Prompt:
Exactness is required. Restate every entry as written.

Dataset records:
········

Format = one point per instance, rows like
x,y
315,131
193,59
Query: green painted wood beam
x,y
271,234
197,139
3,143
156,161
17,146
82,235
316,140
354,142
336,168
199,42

········

Finished task:
Format = one point per instance, rows like
x,y
315,131
193,59
Query: green painted wood beam
x,y
271,234
197,139
3,143
156,161
17,146
82,235
316,140
354,142
336,168
199,42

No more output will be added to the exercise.